• **DATA SECTION**
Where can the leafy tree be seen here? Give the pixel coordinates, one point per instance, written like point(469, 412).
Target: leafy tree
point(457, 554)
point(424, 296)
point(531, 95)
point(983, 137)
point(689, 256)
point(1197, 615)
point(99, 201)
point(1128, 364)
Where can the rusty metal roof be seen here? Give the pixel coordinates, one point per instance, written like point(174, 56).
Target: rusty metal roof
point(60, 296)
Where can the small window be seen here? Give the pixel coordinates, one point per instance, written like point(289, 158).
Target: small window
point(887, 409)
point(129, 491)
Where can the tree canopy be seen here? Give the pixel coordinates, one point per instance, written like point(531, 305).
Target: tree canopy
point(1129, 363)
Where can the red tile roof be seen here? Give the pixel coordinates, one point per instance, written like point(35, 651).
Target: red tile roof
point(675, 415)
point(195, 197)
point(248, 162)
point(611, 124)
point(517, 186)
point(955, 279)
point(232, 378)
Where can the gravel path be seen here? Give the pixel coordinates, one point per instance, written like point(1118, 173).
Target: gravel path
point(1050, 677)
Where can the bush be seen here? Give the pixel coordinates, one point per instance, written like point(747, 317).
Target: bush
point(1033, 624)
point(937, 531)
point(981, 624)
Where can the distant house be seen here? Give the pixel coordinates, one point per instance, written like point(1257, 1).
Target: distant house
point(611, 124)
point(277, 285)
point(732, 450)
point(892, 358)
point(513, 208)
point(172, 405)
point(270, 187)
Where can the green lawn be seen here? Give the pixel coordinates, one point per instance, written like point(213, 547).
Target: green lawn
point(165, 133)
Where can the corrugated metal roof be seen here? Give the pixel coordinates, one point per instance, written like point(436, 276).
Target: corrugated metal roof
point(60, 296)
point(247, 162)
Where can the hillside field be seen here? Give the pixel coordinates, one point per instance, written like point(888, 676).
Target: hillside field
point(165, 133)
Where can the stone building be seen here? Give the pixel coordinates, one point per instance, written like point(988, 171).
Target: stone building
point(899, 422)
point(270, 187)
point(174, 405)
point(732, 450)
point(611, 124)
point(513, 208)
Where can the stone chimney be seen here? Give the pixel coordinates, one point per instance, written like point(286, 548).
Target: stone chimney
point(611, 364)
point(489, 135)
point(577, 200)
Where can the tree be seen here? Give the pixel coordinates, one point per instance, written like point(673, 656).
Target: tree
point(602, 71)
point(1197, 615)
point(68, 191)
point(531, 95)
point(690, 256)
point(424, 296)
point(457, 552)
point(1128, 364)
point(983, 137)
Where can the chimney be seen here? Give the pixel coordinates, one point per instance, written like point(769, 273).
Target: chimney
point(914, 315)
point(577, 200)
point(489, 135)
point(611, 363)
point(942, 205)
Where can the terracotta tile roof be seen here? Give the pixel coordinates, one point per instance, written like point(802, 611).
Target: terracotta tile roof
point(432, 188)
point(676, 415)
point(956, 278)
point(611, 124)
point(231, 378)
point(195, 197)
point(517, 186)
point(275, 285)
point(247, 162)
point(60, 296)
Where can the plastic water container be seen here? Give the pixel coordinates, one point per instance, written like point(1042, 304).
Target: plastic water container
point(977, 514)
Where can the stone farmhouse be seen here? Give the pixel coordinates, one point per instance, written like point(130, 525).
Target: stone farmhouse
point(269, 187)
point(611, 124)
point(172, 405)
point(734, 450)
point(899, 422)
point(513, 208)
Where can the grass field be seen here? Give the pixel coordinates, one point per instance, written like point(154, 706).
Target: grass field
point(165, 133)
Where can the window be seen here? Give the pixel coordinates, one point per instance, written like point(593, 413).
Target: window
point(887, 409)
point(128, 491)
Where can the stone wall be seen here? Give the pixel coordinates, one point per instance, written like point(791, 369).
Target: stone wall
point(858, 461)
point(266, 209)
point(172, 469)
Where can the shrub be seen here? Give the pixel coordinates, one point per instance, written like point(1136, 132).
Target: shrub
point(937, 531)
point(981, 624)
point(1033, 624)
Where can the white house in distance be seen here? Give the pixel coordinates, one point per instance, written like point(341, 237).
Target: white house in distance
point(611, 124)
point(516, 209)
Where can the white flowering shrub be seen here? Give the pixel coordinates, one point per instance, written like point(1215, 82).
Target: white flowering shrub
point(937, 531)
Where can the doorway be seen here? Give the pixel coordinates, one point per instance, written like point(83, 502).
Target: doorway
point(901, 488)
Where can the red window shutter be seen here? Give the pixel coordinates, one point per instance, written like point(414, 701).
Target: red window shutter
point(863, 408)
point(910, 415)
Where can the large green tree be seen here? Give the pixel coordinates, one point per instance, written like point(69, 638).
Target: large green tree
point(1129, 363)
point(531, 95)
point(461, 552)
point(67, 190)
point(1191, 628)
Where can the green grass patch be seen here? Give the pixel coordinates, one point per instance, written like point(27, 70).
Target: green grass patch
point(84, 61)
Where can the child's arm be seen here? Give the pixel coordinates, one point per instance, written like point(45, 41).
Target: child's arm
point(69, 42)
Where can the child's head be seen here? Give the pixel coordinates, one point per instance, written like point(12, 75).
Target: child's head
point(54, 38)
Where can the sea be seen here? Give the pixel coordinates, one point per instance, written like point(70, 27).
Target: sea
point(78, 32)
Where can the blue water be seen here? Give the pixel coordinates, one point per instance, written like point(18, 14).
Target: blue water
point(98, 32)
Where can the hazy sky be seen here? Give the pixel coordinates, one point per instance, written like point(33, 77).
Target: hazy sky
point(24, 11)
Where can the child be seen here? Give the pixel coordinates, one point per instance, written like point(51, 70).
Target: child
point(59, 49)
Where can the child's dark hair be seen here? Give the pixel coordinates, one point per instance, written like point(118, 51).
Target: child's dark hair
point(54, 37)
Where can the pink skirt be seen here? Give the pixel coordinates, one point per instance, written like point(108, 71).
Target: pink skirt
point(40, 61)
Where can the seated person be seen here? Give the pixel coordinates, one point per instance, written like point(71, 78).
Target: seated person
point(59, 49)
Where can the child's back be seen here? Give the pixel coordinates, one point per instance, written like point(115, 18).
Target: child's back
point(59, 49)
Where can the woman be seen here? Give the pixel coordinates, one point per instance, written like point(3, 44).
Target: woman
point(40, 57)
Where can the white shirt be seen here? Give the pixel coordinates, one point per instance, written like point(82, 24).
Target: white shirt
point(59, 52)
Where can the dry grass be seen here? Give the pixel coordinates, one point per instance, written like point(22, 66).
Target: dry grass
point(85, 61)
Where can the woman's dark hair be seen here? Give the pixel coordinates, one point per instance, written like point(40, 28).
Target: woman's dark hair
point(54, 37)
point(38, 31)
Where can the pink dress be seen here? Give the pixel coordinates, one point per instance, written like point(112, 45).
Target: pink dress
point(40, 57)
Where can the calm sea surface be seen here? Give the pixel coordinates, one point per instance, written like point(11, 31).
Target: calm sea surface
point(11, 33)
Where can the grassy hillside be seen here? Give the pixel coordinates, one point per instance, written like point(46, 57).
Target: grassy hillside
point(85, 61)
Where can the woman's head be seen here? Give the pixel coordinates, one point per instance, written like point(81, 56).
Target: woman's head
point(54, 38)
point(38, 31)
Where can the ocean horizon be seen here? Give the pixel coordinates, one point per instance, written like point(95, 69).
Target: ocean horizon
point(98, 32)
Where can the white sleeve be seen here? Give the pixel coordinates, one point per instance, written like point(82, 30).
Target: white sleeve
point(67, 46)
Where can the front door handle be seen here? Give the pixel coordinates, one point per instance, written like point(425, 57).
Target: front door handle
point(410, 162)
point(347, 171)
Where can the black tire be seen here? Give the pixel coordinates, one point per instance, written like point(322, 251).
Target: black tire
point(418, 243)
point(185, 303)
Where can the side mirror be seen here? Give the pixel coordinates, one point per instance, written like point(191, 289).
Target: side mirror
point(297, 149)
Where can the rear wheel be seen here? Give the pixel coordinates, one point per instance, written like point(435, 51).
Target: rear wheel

• **PROBLEM DETAILS**
Copy out, word for word, the data above between the lines holding "Where can the white shirt" and "point(185, 303)", inclusive.

• **ANSWER IN FULL**
Where can the white shirt be seen here? Give the pixel coordinates, one point per instance, written like point(82, 24).
Target: white shirt
point(59, 52)
Where can the dry grass be seen here? Give the pixel coordinates, one point per instance, written like point(22, 66).
Target: dry grass
point(85, 61)
Where can the woman's dark hair be seen here? Give the pixel coordinates, one point per instance, written like point(40, 28).
Target: woman's dark hair
point(54, 37)
point(38, 31)
Where can the pink dress be seen here? Give the pixel coordinates, one point per instance, written like point(112, 45).
Target: pink dress
point(40, 57)
Where can the calm sea surface be seen here? Give the pixel coordinates, one point per instance, written like point(11, 31).
Target: calm sea surface
point(11, 33)
Where can the grassy hillside be seen here? Give the pixel coordinates, one point per instance, written like point(46, 57).
Target: grassy hillside
point(85, 61)
Where can the woman's head be seen here? Give the pixel coordinates, one point per instance, written like point(81, 56).
Target: woman's head
point(54, 38)
point(38, 31)
Where can the ocean horizon be seen here? Give the pixel coordinates, one point per instance, written like point(95, 69).
Target: ocean horizon
point(98, 32)
Where can the white sleeve be seen here? Give the pixel coordinates, one point per instance, written like point(82, 30).
Target: white sleeve
point(67, 46)
Where can the front door handle be seen here? Give the pixel coordinates, one point per instance, written like point(425, 57).
Target: front door handle
point(410, 162)
point(347, 171)
Where can the black tire be seen here? Give the pixel coordinates, one point per instance, written like point(322, 251).
Target: black tire
point(418, 243)
point(185, 303)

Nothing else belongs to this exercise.